Problem to work on
From the text on youth medication use in Scouting, reproduce everything from "- Nonprescription Medications." down to "taken by youth." word for word.

With an increasing number of youth taking prescribed medications, leaders need some basic tools and guidance for helping youth use their prescriptions safely. The BSA understands that leaders, no matter how diligent, may not know or understand every health-related issue of the youth members in their unit. Remember that proper use of a prescription is the responsibility of the individual taking it, or that individual’s parent or guardian. Good planning, preparedness, and knowledge are necessary for keeping youth safe and healthy.
One essential tool is Medication Use in Scouting, No. 680-036, available at www.scouting.org/health-and-safety/guidelines-policies/. We encourage you to review this document periodically. It has eight basic elements:
- AHMR (Annual Health and Medical Record). A critical component to protecting a youth participant is knowing that he or she is physically prepared for a Scouting event. A completed AHMR for each individual gives leaders and providers the information they need to begin treatment in an emergency. It is important that ALL medications the individual uses are listed on the form.
- Plan. A medication use plan should also be developed if a leader will be involved in managing a youth’s medication during an event.
- Supervision. Based on the plan, there should be clear agreement on who is helping the youth member with their medications—especially when the youth is not able to self-administer or when special circumstances exist.
- Labeling. Medications must be accurately labeled to prevent errors.
- Storage. The plan should include storage for all high-risk medications and those with special requirements like refrigeration.
- Emergency Medication. Make sure that youth with asthma inhalers or epinephrine auto-injectors have what they need when they need it. They should know how to use the medicines, and they should report the use to an adult.
- Nonprescription Medications. Ensure clear guidance is in place for all nonprescription medications that may be provided by adult leaders or kept by a youth member for use as needed.
- Accountability. One best practice, though not required, is to have documentation on hand for all stored medications that may be taken by youth.

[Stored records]
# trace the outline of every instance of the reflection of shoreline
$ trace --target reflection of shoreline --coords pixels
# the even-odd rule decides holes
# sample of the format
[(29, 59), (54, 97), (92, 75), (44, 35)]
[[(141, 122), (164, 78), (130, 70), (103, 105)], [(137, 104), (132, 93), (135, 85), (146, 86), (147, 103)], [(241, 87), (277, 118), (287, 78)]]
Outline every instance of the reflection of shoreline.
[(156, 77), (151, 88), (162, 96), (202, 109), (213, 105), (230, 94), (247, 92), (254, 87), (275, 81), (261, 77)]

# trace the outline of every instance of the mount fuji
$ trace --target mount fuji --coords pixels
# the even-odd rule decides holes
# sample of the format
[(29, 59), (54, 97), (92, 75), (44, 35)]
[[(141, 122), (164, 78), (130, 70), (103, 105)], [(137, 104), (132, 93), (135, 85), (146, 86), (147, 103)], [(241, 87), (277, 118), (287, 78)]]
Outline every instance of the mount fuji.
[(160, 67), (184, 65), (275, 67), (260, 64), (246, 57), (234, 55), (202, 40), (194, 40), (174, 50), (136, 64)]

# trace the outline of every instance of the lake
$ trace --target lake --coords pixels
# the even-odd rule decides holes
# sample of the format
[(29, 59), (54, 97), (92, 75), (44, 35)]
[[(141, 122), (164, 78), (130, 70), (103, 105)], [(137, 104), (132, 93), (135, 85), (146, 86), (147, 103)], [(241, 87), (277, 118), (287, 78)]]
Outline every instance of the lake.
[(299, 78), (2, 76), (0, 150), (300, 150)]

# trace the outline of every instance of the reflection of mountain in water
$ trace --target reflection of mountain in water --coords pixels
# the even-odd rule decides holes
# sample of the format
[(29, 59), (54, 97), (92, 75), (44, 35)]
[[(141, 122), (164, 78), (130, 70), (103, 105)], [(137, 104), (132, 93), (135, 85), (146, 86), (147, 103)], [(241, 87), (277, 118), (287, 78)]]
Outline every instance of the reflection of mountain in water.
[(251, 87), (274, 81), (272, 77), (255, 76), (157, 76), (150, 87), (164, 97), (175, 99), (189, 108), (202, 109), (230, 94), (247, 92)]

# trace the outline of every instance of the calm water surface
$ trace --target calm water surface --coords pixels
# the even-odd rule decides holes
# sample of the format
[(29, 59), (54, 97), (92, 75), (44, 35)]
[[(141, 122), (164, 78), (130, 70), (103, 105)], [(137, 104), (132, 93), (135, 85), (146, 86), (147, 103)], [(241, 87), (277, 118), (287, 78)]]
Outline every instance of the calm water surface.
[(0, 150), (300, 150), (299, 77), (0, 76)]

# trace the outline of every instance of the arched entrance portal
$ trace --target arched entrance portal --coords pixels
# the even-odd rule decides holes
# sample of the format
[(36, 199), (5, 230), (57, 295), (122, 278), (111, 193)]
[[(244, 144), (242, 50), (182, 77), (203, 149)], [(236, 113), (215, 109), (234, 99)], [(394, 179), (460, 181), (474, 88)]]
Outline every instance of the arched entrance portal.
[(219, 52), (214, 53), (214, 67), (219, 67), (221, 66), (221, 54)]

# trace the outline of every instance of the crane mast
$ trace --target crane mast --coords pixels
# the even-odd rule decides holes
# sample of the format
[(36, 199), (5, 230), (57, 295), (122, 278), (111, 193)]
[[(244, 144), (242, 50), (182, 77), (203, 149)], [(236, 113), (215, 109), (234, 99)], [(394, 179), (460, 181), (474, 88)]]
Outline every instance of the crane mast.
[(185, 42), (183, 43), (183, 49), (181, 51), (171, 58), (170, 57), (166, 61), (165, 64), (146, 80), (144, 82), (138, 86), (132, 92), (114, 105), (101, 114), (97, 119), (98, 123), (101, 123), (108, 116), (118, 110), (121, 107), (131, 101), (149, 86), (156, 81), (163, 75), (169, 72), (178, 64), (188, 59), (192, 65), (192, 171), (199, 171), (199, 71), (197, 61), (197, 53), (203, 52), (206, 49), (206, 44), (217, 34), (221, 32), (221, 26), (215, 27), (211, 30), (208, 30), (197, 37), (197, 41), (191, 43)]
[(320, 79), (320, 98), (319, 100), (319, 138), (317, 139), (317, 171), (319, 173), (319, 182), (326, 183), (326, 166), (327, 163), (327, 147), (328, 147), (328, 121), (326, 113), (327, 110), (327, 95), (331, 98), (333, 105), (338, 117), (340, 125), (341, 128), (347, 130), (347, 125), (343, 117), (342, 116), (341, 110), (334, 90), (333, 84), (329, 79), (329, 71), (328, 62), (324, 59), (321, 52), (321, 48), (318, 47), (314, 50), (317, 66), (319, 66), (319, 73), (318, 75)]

Solution to this task
- Nonprescription Medications. Ensure clear guidance is in place for all nonprescription medications that may be provided by adult leaders or kept by a youth member for use as needed.
- Accountability. One best practice, though not required, is to have documentation on hand for all stored medications that may be taken by youth.